> [WHAT IS BEING ASKED]: The required answer is every line of the data containing the word "below".

┌────────

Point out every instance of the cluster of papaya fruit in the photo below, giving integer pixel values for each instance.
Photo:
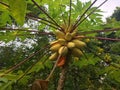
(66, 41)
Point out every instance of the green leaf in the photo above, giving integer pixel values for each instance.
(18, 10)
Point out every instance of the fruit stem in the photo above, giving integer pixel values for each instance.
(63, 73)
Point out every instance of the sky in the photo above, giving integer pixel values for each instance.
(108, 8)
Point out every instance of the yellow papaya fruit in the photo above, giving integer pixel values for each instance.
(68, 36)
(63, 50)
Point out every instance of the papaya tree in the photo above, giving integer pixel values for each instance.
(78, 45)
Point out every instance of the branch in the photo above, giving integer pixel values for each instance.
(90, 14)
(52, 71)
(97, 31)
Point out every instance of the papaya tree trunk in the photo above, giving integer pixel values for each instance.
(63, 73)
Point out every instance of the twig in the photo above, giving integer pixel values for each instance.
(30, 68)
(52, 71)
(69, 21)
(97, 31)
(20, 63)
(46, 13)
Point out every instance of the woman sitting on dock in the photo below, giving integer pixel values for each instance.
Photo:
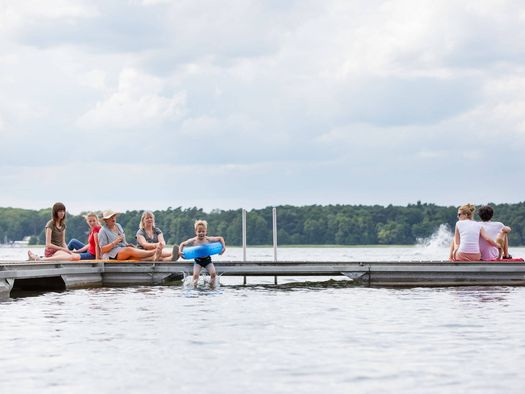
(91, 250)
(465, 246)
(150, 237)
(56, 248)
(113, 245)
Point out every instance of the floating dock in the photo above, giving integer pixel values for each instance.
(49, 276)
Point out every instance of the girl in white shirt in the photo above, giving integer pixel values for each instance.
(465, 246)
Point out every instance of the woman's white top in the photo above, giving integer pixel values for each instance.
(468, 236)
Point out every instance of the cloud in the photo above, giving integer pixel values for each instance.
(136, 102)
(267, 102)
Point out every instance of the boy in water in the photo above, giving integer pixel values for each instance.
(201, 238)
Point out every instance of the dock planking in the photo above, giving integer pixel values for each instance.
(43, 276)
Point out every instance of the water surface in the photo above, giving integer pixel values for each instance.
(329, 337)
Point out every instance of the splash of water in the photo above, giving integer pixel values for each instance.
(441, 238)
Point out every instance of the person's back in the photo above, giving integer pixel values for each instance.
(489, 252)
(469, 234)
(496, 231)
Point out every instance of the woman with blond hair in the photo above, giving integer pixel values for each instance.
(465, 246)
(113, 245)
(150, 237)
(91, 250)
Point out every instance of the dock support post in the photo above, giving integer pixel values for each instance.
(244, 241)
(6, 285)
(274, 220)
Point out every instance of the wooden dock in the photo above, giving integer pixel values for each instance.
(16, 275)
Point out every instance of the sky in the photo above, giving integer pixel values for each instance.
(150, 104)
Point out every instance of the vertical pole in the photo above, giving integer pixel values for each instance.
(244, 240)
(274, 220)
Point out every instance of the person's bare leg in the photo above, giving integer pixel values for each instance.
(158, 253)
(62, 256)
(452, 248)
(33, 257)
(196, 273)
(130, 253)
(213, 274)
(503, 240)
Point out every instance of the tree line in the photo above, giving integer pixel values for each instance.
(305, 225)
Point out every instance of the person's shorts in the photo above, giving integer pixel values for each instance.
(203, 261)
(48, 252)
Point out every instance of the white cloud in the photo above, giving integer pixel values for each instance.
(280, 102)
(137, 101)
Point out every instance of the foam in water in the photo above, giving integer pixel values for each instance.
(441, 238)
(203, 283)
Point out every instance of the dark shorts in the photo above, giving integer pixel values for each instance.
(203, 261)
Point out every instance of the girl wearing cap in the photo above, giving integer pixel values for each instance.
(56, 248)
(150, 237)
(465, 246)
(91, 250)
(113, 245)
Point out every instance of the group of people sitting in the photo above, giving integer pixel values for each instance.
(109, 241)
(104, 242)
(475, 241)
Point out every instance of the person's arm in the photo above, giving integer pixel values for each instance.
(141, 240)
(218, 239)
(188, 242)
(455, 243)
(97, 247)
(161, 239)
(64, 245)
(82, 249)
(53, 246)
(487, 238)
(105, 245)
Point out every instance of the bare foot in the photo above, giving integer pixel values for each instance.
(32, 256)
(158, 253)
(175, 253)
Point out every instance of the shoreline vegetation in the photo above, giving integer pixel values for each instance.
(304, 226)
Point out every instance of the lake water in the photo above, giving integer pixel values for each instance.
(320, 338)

└────────

> [TASK RESPONSE]:
Point out every instance of the cluster of papaya fruit in the photo below, giving integer pixel values for each instance.
Point out every instance of the woman sitting on dock in the photo below, giving integer pixel values for each instance.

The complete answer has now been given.